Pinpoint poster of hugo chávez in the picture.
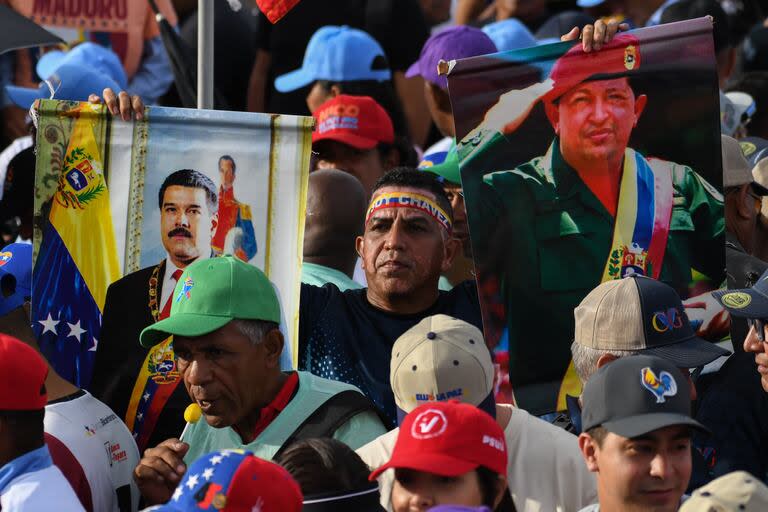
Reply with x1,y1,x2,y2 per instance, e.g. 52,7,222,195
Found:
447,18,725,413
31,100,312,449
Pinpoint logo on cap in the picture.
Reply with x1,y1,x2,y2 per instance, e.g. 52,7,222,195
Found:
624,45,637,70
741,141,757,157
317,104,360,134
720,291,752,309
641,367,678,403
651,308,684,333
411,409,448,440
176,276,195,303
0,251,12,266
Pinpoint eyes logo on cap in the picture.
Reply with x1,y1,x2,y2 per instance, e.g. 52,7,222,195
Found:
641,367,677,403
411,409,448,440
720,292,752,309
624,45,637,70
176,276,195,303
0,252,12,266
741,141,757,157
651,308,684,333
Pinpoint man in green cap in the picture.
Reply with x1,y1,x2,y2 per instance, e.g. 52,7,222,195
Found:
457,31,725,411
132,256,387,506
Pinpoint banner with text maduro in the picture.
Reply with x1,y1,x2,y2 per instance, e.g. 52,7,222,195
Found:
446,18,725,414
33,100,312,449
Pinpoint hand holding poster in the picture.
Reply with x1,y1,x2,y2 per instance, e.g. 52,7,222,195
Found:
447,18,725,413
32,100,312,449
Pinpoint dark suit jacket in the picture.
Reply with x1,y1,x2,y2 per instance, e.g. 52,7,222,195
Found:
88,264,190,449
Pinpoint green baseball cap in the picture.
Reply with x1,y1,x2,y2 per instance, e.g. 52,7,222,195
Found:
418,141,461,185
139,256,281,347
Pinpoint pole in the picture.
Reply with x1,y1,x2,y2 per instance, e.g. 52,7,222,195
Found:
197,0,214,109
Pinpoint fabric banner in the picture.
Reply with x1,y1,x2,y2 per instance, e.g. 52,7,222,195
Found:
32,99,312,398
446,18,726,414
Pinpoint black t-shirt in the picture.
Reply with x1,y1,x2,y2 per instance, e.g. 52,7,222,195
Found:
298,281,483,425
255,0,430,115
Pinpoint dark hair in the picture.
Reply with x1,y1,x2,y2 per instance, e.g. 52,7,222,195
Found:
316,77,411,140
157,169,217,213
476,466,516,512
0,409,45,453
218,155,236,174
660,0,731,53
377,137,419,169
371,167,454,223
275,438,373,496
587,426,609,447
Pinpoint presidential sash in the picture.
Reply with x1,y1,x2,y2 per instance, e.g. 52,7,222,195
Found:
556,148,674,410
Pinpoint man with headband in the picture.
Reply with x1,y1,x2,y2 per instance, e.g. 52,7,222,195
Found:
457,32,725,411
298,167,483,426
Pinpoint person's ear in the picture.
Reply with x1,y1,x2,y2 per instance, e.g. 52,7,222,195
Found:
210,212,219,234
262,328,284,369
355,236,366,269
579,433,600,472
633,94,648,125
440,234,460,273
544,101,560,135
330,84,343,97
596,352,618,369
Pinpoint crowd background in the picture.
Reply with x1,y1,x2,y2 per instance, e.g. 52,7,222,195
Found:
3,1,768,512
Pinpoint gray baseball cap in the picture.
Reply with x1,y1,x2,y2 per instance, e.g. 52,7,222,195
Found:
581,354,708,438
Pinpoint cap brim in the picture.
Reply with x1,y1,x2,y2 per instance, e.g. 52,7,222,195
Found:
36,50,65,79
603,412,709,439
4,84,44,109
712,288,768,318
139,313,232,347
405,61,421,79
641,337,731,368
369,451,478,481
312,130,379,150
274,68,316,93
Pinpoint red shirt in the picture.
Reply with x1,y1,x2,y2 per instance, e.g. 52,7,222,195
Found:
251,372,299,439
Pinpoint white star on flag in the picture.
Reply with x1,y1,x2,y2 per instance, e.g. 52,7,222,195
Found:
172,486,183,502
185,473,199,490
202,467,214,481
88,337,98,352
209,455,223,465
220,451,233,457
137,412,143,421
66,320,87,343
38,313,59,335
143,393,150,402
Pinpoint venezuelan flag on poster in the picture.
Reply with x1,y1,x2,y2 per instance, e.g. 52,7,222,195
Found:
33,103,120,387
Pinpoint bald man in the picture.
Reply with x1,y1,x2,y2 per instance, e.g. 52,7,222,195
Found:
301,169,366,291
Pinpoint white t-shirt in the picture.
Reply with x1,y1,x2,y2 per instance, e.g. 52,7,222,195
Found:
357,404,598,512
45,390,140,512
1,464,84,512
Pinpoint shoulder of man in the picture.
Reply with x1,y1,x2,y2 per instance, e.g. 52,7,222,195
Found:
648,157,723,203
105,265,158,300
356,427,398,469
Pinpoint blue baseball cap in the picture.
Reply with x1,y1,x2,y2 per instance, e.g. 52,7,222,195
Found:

> PROMPT
Text only, pictures out: give every record again as written.

> EXPECTED OUTPUT
Pinpoint poster of hugo chávez in the picture.
Reply with x1,y1,x2,y2 per instance, e.g. 52,7,222,195
Found:
447,18,725,413
31,100,312,449
Pinpoint logo on cap in the picture.
Reply with x1,y1,x2,y2 per instance, e.g. 52,7,222,195
Found:
624,45,637,70
741,141,757,157
317,104,360,134
720,291,752,309
641,367,678,403
651,308,684,333
411,409,448,440
176,276,195,303
0,251,12,266
Pinpoint eyes logo on cap in the picture.
Reply with x1,y1,x2,y2 per instance, e.g. 52,7,222,195
Found:
641,367,677,403
411,409,448,440
720,292,752,309
624,45,637,70
176,276,195,303
0,252,12,266
741,141,757,157
651,308,684,333
Pinpoint man in green cap in the picture.
Reply with x1,y1,x2,y2 per instance, e.g. 52,7,222,195
Found:
457,31,725,411
132,256,387,506
Pinpoint banner with text maduro in the picture.
Reply with x1,y1,x2,y2 per instance, e.g. 52,7,222,195
Found:
446,18,725,414
33,100,312,449
Pinpoint hand holding poster in the picture.
Reply with x1,y1,x2,y2 per instance, e.g. 52,7,222,195
Found:
447,18,725,413
32,100,312,449
Pinpoint dark suit jacket in the picture.
Reply with x1,y1,x2,y2 per instance, e.g. 52,7,222,195
Found:
88,264,190,449
Pinpoint green baseball cap in the picture.
Reply with x1,y1,x2,y2 per instance, e.g. 52,7,222,195
Found:
418,141,461,185
139,256,281,347
Pinpoint pole in the picture.
Reply with x1,y1,x2,y2 per instance, e.g. 52,7,222,195
Found:
197,0,214,109
Pinpoint fabric banner in the picture.
Reply with x1,y1,x2,y2 per instance, e.g. 52,7,222,195
Found:
32,99,312,398
446,18,726,414
Pinpoint black t-shirt in the picture.
Reply with x1,y1,x2,y2 per instance, e.g. 52,7,222,195
Found:
298,281,483,425
255,0,430,115
Pinpoint dark hair in the picture.
Reply with x1,y1,x2,y2 per instance, e.g. 52,7,222,195
Found:
316,77,411,140
157,169,217,213
476,466,516,512
0,409,45,453
218,155,236,174
660,0,731,53
377,137,419,169
371,167,454,223
275,438,373,496
587,426,609,447
Pinpoint presidential sash in the picture.
Reply with x1,y1,x2,y2 per instance, e.g. 52,7,222,195
Found:
556,148,674,410
Pinpoint man with headband in the picture.
Reply with x1,y1,x2,y2 per instance, e.g. 52,7,222,195
Found:
457,32,725,411
298,167,483,426
Pinpoint person's ear in the picture.
Reply with x1,y1,x2,y2 per instance, e.g. 52,7,222,195
Found:
210,212,219,234
262,328,284,369
355,236,366,269
579,433,600,472
633,94,648,125
440,234,460,273
544,101,560,135
330,84,343,97
596,352,618,369
Pinpoint crowd background in the picture.
Reply with x1,y1,x2,y2 per instance, e.g. 52,7,222,195
Found:
3,1,768,512
Pinpoint gray baseball cap in the picture.
Reply with x1,y1,x2,y2 per instance, e.g. 52,7,222,195
Found:
581,354,708,438
Pinpoint cap brim in the picture.
Reply with x1,y1,x2,y2 per instance, e.g. 52,7,222,195
Found:
36,50,65,79
603,412,709,439
4,84,44,109
712,288,768,318
139,313,232,347
405,61,421,79
641,337,731,368
369,451,478,481
312,130,379,150
274,68,316,93
Pinpoint red shirt in the picture.
Reply with x1,y1,x2,y2 per instance, e.g. 52,7,222,195
Found:
251,372,299,439
Pinpoint white star on flag in the picture.
Reply with x1,y1,x2,y2 per instance, e.g. 52,7,222,195
Found:
172,486,183,502
185,473,199,490
202,467,214,481
88,337,98,352
209,455,223,465
220,451,233,457
137,412,143,421
66,320,87,343
38,313,59,335
143,393,150,402
Pinpoint venezuelan flag on poster in the picture.
Reply with x1,y1,x2,y2 per instance, e.g. 52,7,222,195
Found:
33,103,120,387
Pinpoint bald man in the picture.
Reply with x1,y1,x2,y2 per instance, e.g. 52,7,222,195
Found:
301,169,366,291
Pinpoint white t-shirt in the picture.
Reply with x1,y1,x2,y2 per instance, e.g. 52,7,222,195
Found:
357,404,598,512
45,390,140,512
1,464,84,512
Pinpoint shoulder of man in the picture.
Reply with x1,y1,x2,y2 per instance, e.g. 52,7,222,195
Found:
648,157,723,203
105,265,158,300
356,427,398,469
Pinpoint blue baseball cap in the picture.
Reply with x1,y1,x2,y2 per instance, e.g. 52,7,222,195
Found:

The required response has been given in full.